**Data provided**.
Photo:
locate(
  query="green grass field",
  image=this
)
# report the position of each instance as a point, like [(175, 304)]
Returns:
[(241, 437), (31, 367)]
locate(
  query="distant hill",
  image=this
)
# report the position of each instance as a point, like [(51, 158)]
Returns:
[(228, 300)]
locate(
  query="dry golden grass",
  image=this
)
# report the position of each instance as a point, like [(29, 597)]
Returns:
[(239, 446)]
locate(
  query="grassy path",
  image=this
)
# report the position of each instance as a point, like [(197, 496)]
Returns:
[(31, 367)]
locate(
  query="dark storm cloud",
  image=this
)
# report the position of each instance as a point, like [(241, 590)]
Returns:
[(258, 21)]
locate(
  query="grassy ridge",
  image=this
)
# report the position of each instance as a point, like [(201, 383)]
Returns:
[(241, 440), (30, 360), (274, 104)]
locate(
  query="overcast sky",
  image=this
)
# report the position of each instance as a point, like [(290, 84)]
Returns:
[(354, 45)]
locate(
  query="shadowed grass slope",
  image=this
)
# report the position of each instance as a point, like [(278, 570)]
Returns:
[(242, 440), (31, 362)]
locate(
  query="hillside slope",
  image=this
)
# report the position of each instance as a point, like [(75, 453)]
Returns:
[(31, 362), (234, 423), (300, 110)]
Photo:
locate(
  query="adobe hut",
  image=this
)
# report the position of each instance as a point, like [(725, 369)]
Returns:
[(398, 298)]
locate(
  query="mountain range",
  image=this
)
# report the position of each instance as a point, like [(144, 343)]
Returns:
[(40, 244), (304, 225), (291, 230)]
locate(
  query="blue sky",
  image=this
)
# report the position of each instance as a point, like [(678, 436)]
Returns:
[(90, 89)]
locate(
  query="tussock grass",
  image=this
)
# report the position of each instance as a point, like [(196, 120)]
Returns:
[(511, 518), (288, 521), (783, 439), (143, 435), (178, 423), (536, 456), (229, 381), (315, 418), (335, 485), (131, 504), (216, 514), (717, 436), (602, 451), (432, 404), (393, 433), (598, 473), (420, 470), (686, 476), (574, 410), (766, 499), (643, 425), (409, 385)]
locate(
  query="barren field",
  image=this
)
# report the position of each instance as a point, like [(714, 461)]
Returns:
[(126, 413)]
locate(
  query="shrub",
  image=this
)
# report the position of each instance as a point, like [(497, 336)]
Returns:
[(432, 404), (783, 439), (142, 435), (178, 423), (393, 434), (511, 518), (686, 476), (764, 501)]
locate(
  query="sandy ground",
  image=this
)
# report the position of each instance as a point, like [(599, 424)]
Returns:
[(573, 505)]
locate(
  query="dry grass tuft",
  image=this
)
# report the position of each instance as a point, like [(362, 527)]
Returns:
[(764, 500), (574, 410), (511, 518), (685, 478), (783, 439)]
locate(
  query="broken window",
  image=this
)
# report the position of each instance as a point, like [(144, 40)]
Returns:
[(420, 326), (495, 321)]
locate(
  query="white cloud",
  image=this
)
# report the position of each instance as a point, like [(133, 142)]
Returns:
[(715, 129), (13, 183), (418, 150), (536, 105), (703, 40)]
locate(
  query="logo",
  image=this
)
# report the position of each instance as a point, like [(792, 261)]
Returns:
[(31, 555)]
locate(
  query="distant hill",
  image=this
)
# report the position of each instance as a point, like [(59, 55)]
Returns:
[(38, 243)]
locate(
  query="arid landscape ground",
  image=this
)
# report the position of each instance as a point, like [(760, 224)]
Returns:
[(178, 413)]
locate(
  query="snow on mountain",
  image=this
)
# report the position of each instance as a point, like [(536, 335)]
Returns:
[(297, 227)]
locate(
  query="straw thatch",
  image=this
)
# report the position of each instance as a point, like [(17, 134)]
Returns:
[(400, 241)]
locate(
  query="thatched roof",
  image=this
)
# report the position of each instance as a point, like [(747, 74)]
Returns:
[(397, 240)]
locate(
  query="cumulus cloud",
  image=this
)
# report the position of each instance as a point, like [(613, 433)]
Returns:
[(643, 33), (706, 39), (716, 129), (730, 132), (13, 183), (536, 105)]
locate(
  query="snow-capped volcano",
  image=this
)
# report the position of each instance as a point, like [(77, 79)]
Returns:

**Aim**. Find every line in the entries above that contains the string "cloud" and copy each of those lines, treating uppercase and lowercase as distinct.

**Output below**.
  query="dark storm cloud",
  query="white cloud",
  query="cumulus cloud",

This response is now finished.